Directions »
Please copy out word for word the lines below, starting with the line that contains "[segment] wooden piling" and going on through the line that contains "123], [52, 154]]", with both of those lines included.

Provided information »
— start —

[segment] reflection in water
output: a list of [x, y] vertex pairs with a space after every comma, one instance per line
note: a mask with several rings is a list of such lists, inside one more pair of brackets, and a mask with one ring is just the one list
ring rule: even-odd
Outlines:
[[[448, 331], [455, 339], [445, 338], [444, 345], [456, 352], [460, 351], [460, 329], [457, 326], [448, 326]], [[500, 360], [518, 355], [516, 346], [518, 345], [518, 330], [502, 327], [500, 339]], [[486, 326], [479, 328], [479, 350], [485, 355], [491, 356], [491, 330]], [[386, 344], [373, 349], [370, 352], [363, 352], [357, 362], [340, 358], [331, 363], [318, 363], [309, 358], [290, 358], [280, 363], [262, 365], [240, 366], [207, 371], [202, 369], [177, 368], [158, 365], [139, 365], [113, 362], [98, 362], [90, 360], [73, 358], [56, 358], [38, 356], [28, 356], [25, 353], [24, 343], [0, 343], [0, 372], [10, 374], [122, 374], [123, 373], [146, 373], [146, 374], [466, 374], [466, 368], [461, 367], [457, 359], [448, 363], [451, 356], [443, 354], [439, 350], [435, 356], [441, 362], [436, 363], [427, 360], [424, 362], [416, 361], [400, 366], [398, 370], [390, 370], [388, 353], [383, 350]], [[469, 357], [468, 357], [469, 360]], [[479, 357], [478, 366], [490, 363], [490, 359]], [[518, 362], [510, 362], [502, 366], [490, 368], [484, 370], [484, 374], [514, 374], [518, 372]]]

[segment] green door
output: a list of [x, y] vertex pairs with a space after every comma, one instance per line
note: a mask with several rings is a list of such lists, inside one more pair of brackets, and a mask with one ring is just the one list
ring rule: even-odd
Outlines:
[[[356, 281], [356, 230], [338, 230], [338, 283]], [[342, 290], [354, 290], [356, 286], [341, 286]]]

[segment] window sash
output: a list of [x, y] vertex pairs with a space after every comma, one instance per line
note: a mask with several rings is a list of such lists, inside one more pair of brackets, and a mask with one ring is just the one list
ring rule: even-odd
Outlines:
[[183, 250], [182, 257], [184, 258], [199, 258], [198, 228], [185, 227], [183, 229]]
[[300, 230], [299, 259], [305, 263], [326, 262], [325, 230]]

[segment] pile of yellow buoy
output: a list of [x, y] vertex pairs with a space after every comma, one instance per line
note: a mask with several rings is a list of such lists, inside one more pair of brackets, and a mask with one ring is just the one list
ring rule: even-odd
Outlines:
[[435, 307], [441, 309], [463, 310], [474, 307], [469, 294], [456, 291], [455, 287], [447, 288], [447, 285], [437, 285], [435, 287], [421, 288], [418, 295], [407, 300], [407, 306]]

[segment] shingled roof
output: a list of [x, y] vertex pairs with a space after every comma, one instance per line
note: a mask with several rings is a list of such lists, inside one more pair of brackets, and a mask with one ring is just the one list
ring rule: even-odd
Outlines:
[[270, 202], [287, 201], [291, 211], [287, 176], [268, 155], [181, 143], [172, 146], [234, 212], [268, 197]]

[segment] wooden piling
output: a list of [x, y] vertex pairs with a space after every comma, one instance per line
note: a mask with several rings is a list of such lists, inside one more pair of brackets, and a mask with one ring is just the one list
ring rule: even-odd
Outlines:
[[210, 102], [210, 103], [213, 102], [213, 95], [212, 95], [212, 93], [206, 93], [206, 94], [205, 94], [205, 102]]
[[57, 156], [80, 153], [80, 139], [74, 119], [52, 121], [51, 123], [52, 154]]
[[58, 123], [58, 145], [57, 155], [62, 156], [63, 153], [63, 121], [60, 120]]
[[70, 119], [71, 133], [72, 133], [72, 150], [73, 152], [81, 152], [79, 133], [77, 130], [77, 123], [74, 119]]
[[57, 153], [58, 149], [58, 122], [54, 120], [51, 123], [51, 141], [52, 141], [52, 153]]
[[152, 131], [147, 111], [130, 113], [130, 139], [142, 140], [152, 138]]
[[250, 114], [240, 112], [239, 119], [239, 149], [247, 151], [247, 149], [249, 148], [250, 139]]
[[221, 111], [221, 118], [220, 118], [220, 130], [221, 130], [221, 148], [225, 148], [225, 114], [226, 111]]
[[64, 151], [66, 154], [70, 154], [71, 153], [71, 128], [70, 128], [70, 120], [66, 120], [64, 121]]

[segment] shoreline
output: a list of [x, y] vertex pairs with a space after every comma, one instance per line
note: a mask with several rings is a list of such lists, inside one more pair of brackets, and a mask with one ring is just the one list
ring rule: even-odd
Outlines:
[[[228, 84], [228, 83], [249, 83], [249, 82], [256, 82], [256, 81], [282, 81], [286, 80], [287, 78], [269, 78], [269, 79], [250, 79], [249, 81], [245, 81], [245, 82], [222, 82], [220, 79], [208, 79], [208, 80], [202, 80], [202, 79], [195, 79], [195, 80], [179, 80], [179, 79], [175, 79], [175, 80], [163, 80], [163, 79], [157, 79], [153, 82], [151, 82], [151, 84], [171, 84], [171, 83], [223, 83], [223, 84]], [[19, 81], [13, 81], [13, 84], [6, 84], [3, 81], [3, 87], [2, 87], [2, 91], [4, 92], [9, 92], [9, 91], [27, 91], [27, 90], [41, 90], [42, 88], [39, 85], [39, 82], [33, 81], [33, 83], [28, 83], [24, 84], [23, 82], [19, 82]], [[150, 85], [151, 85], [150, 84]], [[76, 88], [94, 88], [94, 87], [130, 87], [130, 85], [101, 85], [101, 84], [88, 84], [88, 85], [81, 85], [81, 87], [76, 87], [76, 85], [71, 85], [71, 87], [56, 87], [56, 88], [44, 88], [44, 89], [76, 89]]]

— end —

Solution to the exercise »
[segment] wooden piling
output: a list of [x, y] vertex pairs with a space after every comma, one instance per line
note: a mask with several rings is a list of such lists, inside one more pair of brackets, and a mask with one ring is just the one list
ring rule: even-odd
Outlines:
[[210, 102], [210, 103], [213, 102], [213, 95], [212, 95], [212, 93], [206, 93], [206, 94], [205, 94], [205, 102]]
[[57, 156], [80, 153], [80, 139], [74, 119], [52, 121], [51, 123], [52, 154]]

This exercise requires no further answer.